## What is required:
Your answer should hold each line of the material that contains the word "scala".

## Source material:
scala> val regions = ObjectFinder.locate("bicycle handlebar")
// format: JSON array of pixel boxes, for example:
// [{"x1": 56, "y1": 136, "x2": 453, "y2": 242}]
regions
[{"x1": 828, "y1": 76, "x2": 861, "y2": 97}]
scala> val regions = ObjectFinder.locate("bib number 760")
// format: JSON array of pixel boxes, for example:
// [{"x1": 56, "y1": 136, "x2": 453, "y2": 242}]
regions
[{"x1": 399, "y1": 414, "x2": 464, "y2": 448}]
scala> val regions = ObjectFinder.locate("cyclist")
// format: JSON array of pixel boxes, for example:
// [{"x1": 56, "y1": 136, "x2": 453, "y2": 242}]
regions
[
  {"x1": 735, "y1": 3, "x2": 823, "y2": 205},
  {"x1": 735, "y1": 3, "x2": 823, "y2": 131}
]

==

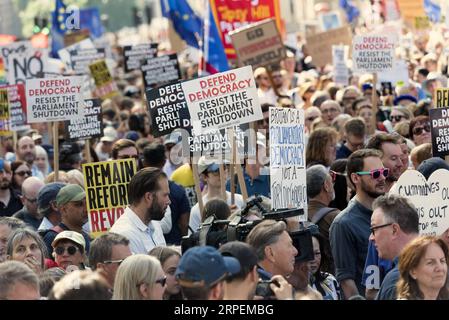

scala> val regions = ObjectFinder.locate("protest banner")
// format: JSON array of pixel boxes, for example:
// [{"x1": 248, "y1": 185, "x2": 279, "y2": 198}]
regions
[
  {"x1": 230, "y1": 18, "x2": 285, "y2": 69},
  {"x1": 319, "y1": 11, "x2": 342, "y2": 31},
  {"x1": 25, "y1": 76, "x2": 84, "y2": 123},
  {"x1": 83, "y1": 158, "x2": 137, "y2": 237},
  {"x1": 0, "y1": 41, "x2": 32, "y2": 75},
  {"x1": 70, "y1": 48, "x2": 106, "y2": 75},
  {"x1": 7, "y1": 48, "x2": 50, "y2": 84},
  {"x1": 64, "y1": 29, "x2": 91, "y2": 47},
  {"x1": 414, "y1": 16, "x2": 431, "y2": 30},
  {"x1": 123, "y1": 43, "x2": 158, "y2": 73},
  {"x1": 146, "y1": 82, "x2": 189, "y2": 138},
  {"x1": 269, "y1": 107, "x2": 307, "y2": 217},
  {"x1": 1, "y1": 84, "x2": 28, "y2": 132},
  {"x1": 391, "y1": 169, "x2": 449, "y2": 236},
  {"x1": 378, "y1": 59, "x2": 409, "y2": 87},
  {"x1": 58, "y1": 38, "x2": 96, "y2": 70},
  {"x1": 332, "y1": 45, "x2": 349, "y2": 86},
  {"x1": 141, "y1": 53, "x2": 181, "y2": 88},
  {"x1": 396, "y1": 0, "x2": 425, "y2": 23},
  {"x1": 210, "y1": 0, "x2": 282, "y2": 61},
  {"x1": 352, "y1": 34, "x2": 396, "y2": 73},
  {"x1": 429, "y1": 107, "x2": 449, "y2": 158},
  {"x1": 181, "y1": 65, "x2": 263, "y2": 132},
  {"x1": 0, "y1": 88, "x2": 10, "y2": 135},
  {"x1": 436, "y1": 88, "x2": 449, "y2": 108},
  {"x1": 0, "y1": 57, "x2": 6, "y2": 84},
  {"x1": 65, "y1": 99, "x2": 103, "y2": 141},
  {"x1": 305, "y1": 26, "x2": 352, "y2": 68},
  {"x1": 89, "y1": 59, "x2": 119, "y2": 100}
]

* * *

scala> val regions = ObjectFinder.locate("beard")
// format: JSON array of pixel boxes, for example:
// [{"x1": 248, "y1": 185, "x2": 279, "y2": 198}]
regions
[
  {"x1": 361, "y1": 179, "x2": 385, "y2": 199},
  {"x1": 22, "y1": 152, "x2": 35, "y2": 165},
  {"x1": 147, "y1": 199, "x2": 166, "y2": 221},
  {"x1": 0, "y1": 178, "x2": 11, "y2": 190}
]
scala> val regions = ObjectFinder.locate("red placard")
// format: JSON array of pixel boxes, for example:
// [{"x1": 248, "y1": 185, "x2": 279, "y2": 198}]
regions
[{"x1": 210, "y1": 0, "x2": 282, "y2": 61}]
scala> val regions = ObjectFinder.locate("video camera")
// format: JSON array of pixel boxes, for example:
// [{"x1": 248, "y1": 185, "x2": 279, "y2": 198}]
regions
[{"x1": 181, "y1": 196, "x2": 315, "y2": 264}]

## Result for this task:
scala> val regions = ObjectFinder.locate("bicycle handlebar")
scala> val regions = ObjectFinder.locate("bib number 760")
scala> val regions = ObjectFinder.locate("cyclist")
scala> val regions = ObjectFinder.locate("protest banner")
scala> val regions = ObjectFinder.locate("beard")
scala> val regions = ObjectFinder.locate("red placard")
scala> val regions = ObjectFinder.locate("video camera")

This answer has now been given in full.